STATED PROBLEM » Report each line of the records below that contains the word "window".

LISTED RECORDS »
-.-.-
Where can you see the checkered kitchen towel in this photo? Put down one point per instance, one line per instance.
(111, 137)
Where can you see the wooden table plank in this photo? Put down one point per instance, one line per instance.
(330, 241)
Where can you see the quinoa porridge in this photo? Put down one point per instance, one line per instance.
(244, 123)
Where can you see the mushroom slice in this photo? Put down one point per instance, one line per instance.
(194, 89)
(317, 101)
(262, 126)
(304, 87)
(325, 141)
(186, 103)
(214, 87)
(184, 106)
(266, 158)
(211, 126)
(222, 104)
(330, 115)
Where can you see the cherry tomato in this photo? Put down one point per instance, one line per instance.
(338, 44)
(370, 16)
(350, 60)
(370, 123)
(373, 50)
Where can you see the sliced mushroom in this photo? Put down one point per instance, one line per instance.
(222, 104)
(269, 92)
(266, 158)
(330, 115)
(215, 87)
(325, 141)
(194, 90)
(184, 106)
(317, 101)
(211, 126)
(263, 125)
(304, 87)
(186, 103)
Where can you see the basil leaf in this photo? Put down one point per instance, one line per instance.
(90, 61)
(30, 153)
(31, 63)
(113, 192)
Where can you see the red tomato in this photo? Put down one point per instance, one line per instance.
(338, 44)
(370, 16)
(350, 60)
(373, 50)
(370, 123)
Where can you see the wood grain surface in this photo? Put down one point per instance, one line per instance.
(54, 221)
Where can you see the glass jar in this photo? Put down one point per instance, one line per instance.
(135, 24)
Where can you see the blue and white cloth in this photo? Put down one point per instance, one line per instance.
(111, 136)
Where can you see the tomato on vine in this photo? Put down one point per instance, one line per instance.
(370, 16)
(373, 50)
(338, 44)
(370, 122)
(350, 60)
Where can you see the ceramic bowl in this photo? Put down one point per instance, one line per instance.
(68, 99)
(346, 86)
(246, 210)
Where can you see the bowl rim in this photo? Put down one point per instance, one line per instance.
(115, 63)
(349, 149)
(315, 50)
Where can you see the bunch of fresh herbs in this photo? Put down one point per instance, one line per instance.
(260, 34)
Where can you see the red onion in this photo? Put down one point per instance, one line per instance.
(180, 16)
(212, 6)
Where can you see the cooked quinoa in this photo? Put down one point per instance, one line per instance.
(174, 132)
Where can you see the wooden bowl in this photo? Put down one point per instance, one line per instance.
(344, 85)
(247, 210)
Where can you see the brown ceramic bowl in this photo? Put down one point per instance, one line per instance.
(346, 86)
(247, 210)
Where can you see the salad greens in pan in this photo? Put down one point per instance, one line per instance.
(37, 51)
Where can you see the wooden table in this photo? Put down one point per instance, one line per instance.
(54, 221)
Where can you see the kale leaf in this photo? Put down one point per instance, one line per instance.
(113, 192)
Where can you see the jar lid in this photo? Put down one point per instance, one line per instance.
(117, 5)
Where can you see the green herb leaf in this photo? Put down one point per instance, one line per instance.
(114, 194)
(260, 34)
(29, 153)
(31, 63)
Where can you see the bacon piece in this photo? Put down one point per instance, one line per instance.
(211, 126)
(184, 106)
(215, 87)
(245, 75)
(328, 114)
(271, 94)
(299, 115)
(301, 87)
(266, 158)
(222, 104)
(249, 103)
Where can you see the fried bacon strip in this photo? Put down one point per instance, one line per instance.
-.-.-
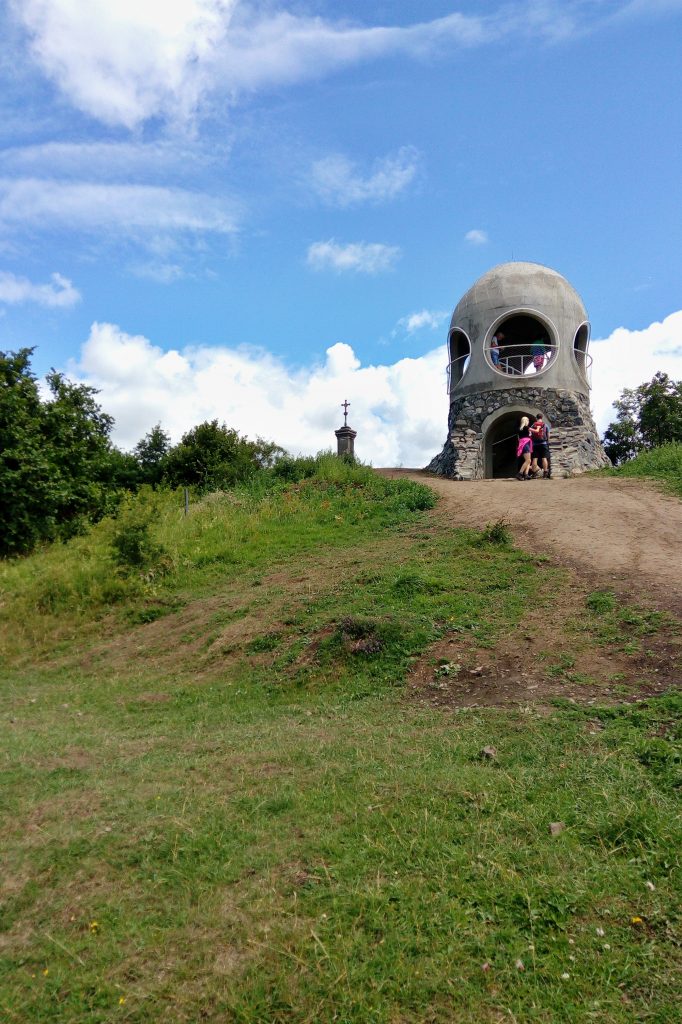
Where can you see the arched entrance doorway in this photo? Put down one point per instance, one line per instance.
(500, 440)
-.-.-
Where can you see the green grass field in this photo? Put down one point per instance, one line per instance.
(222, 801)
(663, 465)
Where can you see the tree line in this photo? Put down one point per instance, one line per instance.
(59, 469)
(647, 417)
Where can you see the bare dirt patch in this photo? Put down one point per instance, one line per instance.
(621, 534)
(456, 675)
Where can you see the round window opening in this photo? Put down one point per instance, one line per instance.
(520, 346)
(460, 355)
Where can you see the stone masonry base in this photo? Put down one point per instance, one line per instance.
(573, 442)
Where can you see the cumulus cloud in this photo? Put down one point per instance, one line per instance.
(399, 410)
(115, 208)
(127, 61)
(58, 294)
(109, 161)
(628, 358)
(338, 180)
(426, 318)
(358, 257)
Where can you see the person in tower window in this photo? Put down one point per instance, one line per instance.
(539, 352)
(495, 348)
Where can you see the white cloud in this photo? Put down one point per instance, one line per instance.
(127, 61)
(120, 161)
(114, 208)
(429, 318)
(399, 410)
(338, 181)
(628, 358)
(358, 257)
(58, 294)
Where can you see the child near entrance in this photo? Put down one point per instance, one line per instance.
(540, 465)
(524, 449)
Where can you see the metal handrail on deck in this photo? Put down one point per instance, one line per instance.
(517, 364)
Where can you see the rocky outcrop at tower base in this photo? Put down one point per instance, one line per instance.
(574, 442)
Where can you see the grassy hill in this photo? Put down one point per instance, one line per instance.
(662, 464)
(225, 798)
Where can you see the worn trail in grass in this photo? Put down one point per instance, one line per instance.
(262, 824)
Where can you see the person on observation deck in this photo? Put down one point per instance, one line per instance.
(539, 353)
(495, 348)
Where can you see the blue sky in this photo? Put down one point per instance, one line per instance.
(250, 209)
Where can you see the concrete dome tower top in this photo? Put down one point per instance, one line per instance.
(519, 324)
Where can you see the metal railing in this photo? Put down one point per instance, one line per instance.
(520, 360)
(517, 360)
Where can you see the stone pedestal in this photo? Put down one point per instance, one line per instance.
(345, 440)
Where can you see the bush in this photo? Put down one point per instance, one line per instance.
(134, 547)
-.-.-
RESULT »
Where can you see the round window opening in this photo? Put down one point per instance, one line per instance.
Where can you see the person in tower window in this photo? Put down one point per instance, one line per instance.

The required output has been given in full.